To be done =>
Render the records as a numbered list, omitting blank lines. Begin at the first line of the records and stop after the line containing "column 491, row 476".

(Records in a dataset)

=======

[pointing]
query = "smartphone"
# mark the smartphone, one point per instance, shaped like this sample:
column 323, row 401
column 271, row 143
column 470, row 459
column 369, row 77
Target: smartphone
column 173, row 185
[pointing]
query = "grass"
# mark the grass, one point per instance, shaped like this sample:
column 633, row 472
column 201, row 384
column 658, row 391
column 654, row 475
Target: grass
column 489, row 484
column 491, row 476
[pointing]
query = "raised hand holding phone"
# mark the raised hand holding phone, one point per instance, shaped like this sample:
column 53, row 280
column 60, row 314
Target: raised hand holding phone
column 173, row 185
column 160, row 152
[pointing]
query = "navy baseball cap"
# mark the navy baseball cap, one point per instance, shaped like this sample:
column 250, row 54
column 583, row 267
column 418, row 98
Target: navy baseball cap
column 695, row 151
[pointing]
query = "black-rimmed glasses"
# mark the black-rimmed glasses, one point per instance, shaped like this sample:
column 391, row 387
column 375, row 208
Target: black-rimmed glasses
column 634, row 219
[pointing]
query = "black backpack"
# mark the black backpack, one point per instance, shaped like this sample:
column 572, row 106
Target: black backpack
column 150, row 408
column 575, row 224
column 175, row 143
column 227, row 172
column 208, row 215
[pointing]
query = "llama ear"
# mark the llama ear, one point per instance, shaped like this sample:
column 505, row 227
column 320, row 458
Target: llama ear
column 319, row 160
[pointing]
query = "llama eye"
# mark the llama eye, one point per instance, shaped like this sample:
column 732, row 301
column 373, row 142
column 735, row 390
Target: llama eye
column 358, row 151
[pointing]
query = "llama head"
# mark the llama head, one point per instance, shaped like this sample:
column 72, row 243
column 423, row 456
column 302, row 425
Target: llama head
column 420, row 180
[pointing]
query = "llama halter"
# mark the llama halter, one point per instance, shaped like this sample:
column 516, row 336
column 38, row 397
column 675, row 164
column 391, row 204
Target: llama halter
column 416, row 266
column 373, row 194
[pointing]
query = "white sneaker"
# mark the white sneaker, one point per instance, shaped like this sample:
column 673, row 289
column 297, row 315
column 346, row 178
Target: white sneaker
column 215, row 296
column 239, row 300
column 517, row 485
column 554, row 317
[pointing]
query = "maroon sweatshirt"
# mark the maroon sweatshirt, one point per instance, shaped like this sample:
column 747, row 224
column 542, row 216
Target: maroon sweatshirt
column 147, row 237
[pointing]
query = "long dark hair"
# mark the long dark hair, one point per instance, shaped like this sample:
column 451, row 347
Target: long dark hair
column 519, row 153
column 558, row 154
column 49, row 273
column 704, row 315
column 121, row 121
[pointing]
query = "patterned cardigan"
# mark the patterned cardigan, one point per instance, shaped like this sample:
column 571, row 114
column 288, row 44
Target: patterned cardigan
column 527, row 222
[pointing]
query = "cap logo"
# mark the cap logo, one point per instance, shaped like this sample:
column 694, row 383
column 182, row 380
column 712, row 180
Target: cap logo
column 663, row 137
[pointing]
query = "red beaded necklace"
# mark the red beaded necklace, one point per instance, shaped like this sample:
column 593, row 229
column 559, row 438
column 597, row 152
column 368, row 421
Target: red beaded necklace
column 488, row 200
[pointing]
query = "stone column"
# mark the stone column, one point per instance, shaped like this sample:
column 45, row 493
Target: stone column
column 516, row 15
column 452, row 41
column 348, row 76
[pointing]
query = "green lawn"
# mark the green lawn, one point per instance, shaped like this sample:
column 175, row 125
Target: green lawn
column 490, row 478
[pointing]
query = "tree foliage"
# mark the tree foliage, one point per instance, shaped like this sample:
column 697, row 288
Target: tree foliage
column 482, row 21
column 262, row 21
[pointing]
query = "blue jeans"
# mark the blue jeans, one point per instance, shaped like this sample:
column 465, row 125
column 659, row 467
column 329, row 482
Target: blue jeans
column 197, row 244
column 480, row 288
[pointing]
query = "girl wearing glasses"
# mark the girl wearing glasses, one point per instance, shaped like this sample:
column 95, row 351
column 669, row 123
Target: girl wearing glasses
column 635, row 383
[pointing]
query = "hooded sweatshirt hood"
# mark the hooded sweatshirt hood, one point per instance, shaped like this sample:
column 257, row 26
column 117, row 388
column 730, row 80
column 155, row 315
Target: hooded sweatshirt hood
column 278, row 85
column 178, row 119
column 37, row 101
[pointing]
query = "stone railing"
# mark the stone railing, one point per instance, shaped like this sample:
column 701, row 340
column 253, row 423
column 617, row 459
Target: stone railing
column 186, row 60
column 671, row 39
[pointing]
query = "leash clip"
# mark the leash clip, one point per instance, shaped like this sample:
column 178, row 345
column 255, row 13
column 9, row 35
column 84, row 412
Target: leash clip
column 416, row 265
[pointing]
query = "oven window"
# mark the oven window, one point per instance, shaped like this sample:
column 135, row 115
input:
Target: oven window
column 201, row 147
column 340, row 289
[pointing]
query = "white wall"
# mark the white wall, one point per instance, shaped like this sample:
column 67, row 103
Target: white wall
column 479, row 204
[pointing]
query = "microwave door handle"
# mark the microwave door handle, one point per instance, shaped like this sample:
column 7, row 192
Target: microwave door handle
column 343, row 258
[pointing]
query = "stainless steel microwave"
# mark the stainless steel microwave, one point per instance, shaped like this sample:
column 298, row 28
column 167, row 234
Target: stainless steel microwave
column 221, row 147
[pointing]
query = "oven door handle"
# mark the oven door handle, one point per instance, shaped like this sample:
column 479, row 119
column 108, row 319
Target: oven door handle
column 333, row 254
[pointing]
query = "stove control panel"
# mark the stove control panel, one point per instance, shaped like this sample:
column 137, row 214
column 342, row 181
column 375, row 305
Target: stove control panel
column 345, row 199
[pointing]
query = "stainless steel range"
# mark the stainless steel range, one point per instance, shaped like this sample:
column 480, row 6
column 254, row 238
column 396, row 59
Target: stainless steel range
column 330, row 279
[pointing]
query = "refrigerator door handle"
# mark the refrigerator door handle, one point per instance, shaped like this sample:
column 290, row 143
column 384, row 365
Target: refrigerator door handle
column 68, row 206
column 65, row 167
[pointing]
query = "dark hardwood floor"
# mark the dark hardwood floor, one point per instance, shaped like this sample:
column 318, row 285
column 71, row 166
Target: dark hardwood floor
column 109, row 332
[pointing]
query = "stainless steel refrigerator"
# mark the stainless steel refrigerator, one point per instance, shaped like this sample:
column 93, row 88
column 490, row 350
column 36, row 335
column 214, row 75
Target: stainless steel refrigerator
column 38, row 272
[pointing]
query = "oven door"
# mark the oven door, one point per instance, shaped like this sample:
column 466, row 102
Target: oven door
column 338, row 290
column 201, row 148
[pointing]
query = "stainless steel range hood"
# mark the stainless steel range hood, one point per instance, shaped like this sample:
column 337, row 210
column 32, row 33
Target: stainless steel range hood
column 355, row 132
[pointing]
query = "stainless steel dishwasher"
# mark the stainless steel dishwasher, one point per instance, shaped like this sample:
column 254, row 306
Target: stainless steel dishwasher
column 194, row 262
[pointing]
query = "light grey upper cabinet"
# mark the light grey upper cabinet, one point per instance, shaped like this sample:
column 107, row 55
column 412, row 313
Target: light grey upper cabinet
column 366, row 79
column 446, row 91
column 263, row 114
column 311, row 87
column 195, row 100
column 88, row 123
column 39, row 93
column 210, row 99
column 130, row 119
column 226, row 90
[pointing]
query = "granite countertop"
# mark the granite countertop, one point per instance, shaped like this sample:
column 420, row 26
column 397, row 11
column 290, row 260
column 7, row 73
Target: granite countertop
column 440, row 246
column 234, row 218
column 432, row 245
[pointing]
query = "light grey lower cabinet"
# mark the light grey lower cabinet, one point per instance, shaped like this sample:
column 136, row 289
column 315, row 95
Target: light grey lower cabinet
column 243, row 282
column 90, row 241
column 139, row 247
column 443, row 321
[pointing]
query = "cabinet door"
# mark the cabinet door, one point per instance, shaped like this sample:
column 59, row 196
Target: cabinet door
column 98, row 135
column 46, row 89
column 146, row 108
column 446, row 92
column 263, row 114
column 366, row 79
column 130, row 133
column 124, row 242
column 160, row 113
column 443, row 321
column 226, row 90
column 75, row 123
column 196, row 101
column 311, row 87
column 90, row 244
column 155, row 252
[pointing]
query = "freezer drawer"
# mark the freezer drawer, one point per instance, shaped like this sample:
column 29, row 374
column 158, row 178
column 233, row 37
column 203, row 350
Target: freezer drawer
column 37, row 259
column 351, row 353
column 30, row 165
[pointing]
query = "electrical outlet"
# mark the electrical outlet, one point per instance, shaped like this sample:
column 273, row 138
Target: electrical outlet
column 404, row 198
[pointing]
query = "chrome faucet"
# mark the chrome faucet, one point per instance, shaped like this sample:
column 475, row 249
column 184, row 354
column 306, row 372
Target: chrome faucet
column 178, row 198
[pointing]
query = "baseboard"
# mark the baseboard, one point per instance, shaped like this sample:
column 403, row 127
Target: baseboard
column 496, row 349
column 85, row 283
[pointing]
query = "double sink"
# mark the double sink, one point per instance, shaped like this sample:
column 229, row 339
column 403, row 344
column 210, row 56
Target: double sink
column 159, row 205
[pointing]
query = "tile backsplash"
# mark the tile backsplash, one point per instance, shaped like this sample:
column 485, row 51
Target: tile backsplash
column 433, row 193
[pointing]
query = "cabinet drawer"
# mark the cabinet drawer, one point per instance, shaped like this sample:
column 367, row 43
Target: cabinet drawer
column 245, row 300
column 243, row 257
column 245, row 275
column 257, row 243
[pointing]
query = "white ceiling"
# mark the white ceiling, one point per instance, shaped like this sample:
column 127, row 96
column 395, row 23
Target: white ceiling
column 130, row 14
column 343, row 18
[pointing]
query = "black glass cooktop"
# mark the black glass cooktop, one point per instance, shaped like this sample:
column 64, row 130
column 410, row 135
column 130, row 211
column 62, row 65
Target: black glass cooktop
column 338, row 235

=======

Answer for this exercise =>
1. [pointing]
2. query = "smartphone"
3. # mark the smartphone, one point per instance, shaped like this sample:
4. column 323, row 401
5. column 271, row 143
6. column 470, row 459
7. column 369, row 77
8. Target: smartphone
9. column 173, row 185
10. [pointing]
11. query = "grass"
12. # mark the grass, one point per instance, shaped like this sample:
13. column 633, row 472
14. column 201, row 384
15. column 658, row 391
16. column 654, row 475
17. Target: grass
18. column 489, row 484
19. column 491, row 476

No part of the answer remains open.